Excerpted passage: Begin

MELUT, Sudan–If you’ve been reading news from Southern Sudan, you
may have read a statement along the lines of “analysts widely predict
that the south will vote for separation.”
From the perspective of journalists like me who are writing these
articles, this line is a bit of of a cop out, but the sentiment in
Southern Sudan is so overwhelming pro-secession that it seems wrong
not to mention it. At the same time, it is not possible to
cite statistics or an opinion poll with irrefutable evidence as to how
southerners intend to vote in their self-determination vote in
January, so cautionusly using the vague category of “analysts” to
describe the prevailing view here is the safest best.
On a recent day in Melut, a town near the north-south border in Upper
Nile state, interviews with people in the market and with local
government officials yielded these quotes which, while highly
anecdotal, do hint at the extremely strong feelings many southerners
hold about the referendum and its aftermath:
“My people are not using the word unity. They’re using the word
secession. That’s what they are talking about.”

Excerpted passage: End
Data for analysis: Begin

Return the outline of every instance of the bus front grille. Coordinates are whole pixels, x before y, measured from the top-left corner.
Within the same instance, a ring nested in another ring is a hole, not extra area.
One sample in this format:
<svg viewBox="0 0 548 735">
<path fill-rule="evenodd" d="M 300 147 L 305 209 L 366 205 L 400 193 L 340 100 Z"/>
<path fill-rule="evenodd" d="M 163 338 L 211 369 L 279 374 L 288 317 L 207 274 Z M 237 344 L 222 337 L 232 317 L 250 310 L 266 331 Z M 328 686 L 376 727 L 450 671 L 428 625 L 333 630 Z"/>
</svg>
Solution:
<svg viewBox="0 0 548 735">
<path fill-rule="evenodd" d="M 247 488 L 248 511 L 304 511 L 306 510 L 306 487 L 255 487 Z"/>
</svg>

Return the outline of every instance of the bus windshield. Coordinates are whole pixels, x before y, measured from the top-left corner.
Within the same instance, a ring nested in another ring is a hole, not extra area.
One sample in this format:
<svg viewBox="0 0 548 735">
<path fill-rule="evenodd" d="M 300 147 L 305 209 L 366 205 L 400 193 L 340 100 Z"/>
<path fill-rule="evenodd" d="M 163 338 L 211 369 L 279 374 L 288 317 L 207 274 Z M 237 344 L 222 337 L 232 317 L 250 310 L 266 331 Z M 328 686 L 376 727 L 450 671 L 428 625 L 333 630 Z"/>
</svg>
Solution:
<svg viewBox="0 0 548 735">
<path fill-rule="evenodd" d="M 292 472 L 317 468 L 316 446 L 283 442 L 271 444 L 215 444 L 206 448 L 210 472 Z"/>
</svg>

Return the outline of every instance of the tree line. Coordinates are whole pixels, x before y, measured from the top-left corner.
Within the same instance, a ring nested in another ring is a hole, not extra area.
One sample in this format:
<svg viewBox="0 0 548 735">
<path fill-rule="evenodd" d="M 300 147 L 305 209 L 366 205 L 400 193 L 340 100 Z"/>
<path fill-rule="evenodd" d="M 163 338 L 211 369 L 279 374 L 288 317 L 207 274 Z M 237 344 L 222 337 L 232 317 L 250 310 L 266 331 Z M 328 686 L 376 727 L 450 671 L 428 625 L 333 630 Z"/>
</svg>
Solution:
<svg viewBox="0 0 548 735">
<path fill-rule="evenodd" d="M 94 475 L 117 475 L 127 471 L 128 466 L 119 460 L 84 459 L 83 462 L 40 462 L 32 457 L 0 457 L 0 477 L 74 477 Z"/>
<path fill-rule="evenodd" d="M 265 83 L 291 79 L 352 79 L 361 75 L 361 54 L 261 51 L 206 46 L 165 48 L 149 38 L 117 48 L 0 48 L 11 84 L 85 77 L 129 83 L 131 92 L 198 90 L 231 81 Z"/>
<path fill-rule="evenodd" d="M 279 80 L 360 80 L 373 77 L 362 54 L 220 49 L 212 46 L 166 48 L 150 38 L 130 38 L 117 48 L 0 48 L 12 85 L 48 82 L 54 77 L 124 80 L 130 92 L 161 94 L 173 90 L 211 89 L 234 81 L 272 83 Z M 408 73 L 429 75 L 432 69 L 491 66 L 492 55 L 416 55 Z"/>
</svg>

Data for analysis: End

» Required work: Can you carry the report from Melut on the Southern Sudan referendum forward, starting right after its last sentence? The entries have no connection to the report from Melut on the Southern Sudan referendum.

» Answer to the exercise:
“Today in Melut, people are saying, you government, don’t mislead
us–take us across the river. We are now in the river and we want to
cross the river. We don’t want to fall in.”
“My people are ready for separation…they cannot delay because they
are suffering. They are sick. When they go to the clinic, the
referendum is their medicine.”
“We are just waiting for the 9th of January 2011 and we will vote
against unity. We want separation. All will be better.”
“I’m very impatient for the 9th of January. I wish it would come sooner.”